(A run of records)
^^^^^^^^^^^^^^^^
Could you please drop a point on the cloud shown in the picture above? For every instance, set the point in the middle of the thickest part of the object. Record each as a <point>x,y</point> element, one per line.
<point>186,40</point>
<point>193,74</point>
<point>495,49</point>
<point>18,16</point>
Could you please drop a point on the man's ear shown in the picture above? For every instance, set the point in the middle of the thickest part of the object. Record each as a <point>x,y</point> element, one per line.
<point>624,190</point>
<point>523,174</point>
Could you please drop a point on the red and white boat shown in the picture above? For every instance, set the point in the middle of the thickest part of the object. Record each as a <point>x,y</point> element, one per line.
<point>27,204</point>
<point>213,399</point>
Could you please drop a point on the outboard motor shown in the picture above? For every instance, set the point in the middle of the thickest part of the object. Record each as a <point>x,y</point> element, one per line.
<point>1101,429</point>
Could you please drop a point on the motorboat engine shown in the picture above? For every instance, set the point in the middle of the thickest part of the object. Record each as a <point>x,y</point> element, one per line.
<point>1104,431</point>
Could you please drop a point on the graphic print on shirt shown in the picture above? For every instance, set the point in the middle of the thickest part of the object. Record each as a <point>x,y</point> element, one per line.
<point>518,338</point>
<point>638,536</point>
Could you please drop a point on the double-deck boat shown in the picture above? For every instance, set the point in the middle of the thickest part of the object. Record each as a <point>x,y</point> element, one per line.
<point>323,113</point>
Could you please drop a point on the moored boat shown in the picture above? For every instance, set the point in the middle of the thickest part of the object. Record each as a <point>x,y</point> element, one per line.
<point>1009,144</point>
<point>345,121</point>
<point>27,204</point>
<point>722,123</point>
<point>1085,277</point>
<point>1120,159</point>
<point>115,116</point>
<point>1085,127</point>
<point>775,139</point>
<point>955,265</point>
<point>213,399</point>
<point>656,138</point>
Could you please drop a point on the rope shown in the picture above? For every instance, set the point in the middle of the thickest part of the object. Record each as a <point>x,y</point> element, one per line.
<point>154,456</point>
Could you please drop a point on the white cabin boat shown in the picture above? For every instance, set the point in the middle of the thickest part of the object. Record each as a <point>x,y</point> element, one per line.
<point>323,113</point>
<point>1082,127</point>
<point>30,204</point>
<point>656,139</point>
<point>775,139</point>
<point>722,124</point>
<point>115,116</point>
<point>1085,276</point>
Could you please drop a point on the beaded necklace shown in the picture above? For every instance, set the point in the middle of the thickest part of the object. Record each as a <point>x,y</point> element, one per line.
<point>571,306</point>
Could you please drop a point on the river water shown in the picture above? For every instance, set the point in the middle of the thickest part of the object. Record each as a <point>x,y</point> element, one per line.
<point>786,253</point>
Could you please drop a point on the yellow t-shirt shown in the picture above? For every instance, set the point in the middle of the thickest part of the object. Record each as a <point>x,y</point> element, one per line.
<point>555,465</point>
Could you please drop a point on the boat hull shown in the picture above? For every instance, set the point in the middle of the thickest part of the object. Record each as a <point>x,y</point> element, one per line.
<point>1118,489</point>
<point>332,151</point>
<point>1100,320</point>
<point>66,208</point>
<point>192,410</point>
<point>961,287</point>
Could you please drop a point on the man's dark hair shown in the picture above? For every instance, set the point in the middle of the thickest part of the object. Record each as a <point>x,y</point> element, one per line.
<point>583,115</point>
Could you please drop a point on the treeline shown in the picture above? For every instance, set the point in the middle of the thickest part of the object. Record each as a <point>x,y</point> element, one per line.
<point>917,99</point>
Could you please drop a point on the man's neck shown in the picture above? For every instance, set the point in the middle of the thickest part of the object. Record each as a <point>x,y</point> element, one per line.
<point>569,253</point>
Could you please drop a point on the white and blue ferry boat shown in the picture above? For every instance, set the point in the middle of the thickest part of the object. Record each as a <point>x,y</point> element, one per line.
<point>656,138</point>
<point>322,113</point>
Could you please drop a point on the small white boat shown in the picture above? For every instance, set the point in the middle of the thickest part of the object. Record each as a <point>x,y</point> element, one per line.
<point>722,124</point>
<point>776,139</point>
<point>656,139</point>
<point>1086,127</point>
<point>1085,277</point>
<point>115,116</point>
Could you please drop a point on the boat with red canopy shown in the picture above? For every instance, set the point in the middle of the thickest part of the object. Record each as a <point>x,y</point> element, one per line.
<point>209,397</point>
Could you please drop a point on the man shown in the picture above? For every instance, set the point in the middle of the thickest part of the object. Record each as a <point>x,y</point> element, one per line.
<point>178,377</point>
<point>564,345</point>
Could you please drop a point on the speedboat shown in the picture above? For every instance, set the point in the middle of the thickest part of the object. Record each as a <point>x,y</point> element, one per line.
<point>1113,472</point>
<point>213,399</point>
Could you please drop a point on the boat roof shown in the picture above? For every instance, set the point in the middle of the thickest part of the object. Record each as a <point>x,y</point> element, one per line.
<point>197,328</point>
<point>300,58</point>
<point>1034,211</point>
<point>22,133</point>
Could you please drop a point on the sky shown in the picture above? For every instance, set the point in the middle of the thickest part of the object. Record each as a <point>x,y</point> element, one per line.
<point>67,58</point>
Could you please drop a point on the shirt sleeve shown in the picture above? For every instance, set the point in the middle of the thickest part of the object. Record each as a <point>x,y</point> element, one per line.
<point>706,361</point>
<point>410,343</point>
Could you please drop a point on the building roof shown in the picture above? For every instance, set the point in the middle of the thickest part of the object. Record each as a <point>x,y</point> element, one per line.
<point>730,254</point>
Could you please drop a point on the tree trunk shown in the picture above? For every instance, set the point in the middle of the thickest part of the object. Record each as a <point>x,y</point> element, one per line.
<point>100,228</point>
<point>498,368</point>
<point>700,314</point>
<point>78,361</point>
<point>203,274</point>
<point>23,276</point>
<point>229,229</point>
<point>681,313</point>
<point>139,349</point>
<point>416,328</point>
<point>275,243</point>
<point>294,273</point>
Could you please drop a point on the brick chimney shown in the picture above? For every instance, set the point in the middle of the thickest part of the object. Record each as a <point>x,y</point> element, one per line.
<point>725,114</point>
^^^^^^^^^^^^^^^^
• REQUIRED WORK
Can you rewrite the entries from the start through the line with "<point>523,174</point>", swapping out "man's ear" for "man's nose" and leaving everything else unchanged?

• RESPONSE TO THIS TASK
Could you please drop a point on the cloud shown in the picture above? For every instance, set the point in the middle of the thickest part of the object. Record each as a <point>x,y</point> element, one per line.
<point>186,40</point>
<point>193,74</point>
<point>495,49</point>
<point>18,16</point>
Could you please drop a point on the man's nose shown in the picture above? For every instance, set the point in the middle of the thickest part of the object. Record each as a <point>x,y</point> element, one per line.
<point>624,190</point>
<point>523,174</point>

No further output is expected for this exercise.